■ **Data shown**:
# # # #

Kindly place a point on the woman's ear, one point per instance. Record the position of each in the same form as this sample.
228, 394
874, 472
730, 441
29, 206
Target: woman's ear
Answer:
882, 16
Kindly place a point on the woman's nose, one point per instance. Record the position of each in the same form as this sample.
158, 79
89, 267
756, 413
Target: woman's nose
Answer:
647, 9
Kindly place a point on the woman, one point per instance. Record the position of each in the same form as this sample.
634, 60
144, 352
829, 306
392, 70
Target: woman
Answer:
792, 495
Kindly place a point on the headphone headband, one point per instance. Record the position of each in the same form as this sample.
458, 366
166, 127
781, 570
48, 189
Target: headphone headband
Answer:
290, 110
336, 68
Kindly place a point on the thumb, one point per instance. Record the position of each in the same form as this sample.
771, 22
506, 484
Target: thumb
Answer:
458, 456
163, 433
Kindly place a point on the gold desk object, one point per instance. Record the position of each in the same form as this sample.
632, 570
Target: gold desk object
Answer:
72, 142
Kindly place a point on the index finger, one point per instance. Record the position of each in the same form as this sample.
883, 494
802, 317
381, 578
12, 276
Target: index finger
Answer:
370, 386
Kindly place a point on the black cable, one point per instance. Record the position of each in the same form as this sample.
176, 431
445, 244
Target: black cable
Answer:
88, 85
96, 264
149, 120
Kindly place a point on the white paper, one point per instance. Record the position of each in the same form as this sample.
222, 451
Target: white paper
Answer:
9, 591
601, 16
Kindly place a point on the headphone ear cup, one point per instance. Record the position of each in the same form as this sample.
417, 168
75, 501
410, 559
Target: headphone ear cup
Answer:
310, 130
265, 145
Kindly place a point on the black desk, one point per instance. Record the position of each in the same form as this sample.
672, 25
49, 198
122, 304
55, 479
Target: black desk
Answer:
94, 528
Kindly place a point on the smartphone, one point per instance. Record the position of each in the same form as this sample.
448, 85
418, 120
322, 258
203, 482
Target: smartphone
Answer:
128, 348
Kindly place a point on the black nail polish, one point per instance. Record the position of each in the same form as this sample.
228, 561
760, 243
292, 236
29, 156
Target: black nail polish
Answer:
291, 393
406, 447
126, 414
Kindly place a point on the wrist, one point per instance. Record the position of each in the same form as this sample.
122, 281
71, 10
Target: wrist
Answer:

# # # #

■ **What this task involves**:
Copy every record exactly.

■ **Exercise result**:
Kindly place a point on the woman's ear, one point per instance. Record the position of each in the same form as this sample.
228, 394
874, 472
730, 441
29, 206
Target: woman's ear
Answer:
882, 16
Kindly place a point on the woman's nose, one point per instance. Record the position of each in the same form as this sample.
158, 79
89, 267
756, 413
Target: woman's nose
Answer:
647, 9
Kindly place a point on the woman, one point per instance. Record the position of each in the same form as this sample.
634, 60
144, 352
829, 306
392, 70
Target: woman
Answer:
792, 495
Kindly place a point on the headphone headband, one point per instance. Record the position of each in the same form as this sample.
458, 366
166, 127
781, 570
48, 189
Target: headphone headband
Answer:
290, 110
336, 68
Kindly place a point on the thumb, one point per instance. Record the position of each in the same form as this sample.
771, 22
506, 484
Target: thumb
Answer:
458, 456
163, 433
Kindly place a point on the gold desk object, one point per instance. Record the position of each in the same form as this sample.
632, 570
Target: gold desk object
Answer:
72, 142
Kindly place a point on the index finger, one point per instance. Record the position of each in the same form as this sample.
883, 494
802, 317
381, 578
12, 276
Target: index finger
Answer:
370, 386
Kindly place a point on the black cable, one point per instance. Record the position of each in the same form as this sample.
176, 431
445, 244
Target: black cable
Answer:
88, 85
96, 264
149, 120
Kindly place a point on the white paper, one point per instance. Record the position of each in the same form as this sample.
222, 451
Target: white paper
Answer:
9, 591
601, 16
Kindly place a point on the headphone ear cup, one point per instance. Record the position of each in the same form as this sample.
417, 168
75, 501
410, 559
Target: headphone ear cup
Answer:
310, 130
265, 145
Kindly place a point on the black desk, one point per instance. Record the position of each in the same form as this sample.
672, 25
49, 198
122, 304
55, 479
Target: black desk
Answer:
94, 528
Kindly place a point on the smartphone, one point per instance. Record the position of each in the same form as this sample.
448, 85
418, 120
322, 258
203, 482
Target: smartphone
Answer:
128, 348
Kindly place a point on the black nail polish, one point per instance. Record the position of each in the same form as this sample.
228, 561
760, 243
292, 236
29, 156
Target: black nail polish
Answer:
291, 393
406, 447
126, 414
Kindly place a point on the wrist, one point per instance. Record the position of each in the same form as this sample.
122, 281
71, 10
Target: wrist
Answer:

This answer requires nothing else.